_PAGE_

----------

Note 1 – Basis of Presentation
Nature of Business
Berry Petroleum Company, LLC (“Berry” or the “Company”) was formed as a Delaware limited liability company on December 16, 2013, and is an indirect wholly owned subsidiary of Linn Energy, LLC (“LINN Energy”) engaged in the production and development of oil and natural gas. The Company’s predecessor, Berry Petroleum Company, was publicly traded from 1987 until being acquired by LINN Energy on December 16, 2013 (see “LINN Energy Transaction” below and Note 2). As of March 31, 2014, Linn Acquisition Company, LLC, a direct subsidiary of LINN Energy, was the Company’s sole member.
The Company’s properties are located in the United States (“U.S.”), in California, which includes California (South Midway-Sunset (“SMWSS”)—Steam Floods, North Midway-Sunset (“NMWSS”)—Diatomite and NMWSS—New Steam Floods (“NSF”)), Texas (Permian Basin and east Texas), Utah (Uinta Basin) and Colorado (Piceance Basin).
LINN Energy Transaction
On December 16, 2013, the Company completed the previously-announced transactions contemplated by the merger agreement between LINN Energy, LinnCo, LLC (“LinnCo”), an affiliate of LINN Energy, and Berry under which LinnCo acquired all of the outstanding common shares of Berry and the contribution agreement between LinnCo and LINN Energy, under which LinnCo contributed Berry to LINN Energy in exchange for LINN Energy units. Under the merger agreement, as amended, Berry’s shareholders received 1.68 LinnCo common shares for each Berry common share they owned, totaling 93,756,674 LinnCo common shares. Under the contribution agreement, LinnCo contributed Berry to LINN Energy in exchange for 93,756,674 newly issued LINN Energy units, after which Berry became an indirect wholly owned subsidiary of LINN Energy.

----------

_SUPPLIED INFORMATION_
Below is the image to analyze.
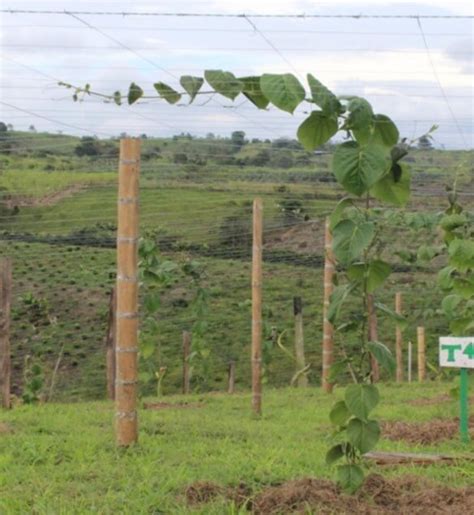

----------

_JOB_
List every U.S. state named in the Berry Petroleum text as a location of the Company's properties. The data stands apart from the Berry Petroleum text and is separate material.

_ANSWER FOR THE TASK_
California, Texas, Utah, Colorado